_Problem set_
a – Answer these questions using the Save The Bay legislative priorities page.
(i) What does SB 272 require coastal and Bay-adjacent cities to create?
(ii) Which regional agency gained authority to review and approve cities' resilience plans?
(iii) What does the page say the climate bond would include solutions to?
b – Pick up the Save The Bay legislative priorities page after its last sentence and keep writing.

_Source extract_
#####

Save The Bay’s 2024 Legislative Priorities

One of Save The Bay’s strategies for building a cleaner, healthier, more resilient Bay Area is advocating for state policies that can make an impact in our region. We have a long legacy of advocating for state legislation that reduces pollution in the Bay, protects and restores the shoreline, and protects Bay communities from sea level rise and flooding.

Just last year, we successfully helped to advocate for SB 272 (Laird), which requires coastal and Bay-adjacent cities to create comprehensive and consistent sea level rise resilience plans. The passage of SB 272 achieved one of the goals we had identified in our Sea Level Rise and Flood Strategy by closing a regulatory gap by giving a regional agency – the Bay Conservation and Development Commission (BCDC) – authority to review and approve cities’ resilience plans.

During this year’s legislative session, we will continue to advocate for bills that protect people and wildlife from pollution, promote nature-based climate solutions, and allocate much-needed funding towards climate resilience.

View of the Bay from behind trees on a hill

How We Prioritize Bills

With hundreds of bills being introduced, we must prioritize which bills we put our efforts behind. Some of the criteria we evaluate bills on include:

  1. Does the bill support our priority issue areas? We evaluate whether a bill would have a significant impact in promoting pollution prevention, sea level rise and flood resilience, urban greening, and/or dense, affordable, transit-oriented housing. We also make sure bills do not have any anticipated negative consequences.
  2. Are partner organizations supporting this bill? Sometimes partner organizations will have expertise on issues that we care about, so we will follow their lead on advocating for bills that they support. Additionally, working with partners to support a bill can help us strengthen our relationship with those organizations.
  3. Does this bill result in positive equity outcomes? We evaluate whether the bill provides benefits to BIPOC or low-income communities, advances Indigenous sovereignty or land access, addresses past harms of racist urban planning or environmental policies, or is supported by environmental justice partners.

Bills That We Support This Year

Learn about some of the bills we are supporting this year.

Passing a climate bond is one of Save The Bay’s top legislative priorities this year. The bond would provide billions of dollars to invest in California’s climate resilience, including solutions to wildfire, drought, extreme heat, extreme storms, and sea level rise. In particular, Save The Bay is advocating for the bond to include significant funding for sea level rise and shoreline resilience, as there are dozens of shovel-ready shoreline projects in the Bay Area that await funding.

Read more about our climate bond advocacy here.

#####

Point location data:
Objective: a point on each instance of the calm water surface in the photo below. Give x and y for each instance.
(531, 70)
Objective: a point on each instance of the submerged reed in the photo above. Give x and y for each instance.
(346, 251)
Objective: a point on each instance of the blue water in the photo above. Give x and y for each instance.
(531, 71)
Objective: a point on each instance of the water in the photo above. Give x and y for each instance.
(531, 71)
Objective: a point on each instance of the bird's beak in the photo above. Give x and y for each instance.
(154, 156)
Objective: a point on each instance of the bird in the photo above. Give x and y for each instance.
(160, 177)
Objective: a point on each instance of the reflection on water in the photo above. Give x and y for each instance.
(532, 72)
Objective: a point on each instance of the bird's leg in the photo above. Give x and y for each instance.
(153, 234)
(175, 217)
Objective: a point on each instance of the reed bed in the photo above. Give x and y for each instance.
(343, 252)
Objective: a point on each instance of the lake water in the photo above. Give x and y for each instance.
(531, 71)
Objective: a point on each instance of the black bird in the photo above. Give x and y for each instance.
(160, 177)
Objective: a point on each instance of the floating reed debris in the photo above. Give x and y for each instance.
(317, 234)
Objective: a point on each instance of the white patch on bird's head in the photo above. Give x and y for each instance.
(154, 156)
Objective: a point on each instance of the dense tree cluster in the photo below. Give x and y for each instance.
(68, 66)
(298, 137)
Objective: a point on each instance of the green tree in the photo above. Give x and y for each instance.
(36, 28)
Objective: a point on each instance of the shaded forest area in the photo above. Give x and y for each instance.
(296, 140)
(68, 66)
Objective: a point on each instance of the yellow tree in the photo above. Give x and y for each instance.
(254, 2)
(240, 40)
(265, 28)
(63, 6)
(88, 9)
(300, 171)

#####

_Exercise responses_
a –
(i) Comprehensive and consistent sea level rise resilience plans.
(ii) The Bay Conservation and Development Commission (BCDC).
(iii) Wildfire, drought, extreme heat, extreme storms, and sea level rise.

b –
In 2014, Save The Bay supported the original plastic bag ban bill, SB 270 (Padilla). However, the 2014 bill left a loophole that allows grocery stores to provide thicker plastic film bags which are a significant source of waste in California. Studies have shown that these thicker plastic bags find their way into landfills and waterways rather than being recycled or reused.

SB 1053 (Blakespear) and AB 2236 (Bauer-Kahan) are two identical bills which would close loopholes in the original law and enforce its original intent by banning grocery and certain retail stores from providing any kind of plastic film bags, including the thicker plastic bags that are currently exempted from the ban. This bill would reduce our reliance on single-use plastics, which from production to disposal are harmful to the environment and human health.

The SALMON Act (Saving Aquatic Life from Manufactured Oxidized Nano-chemicals Act) would address a chemical found in car tires called 6PPD that is toxic to ecologically important fish species such as salmon and steelhead trout. 6PPD is released onto roads due to car tire wear and tear where it is then washed by runoff into waterways. This bill would require Caltrans to conduct a pilot project to study the effectiveness of using bioretention and biofiltration (forms of green stormwater infrastructure) along highways to capture and filter out 6PPD before it can reach our waterways.

Green Schoolyards America, the sponsor of this bill, describes green schoolyards as spaces that “transform asphalt-covered school grounds into park-like green spaces that improve children’s well-being, learning, and play while contributing to their communities’ ecological health and climate resilience.” Green schoolyards incorporate nature-based solutions that can help reduce localized flooding by capturing runoff and filtering out contaminants. Since schools are a top landowner in most cities, we believe they’re an important piece of the puzzle when it comes to building climate-resilient green infrastructure.

This bill would remove some of the cost barriers associated with building new green schoolyard projects.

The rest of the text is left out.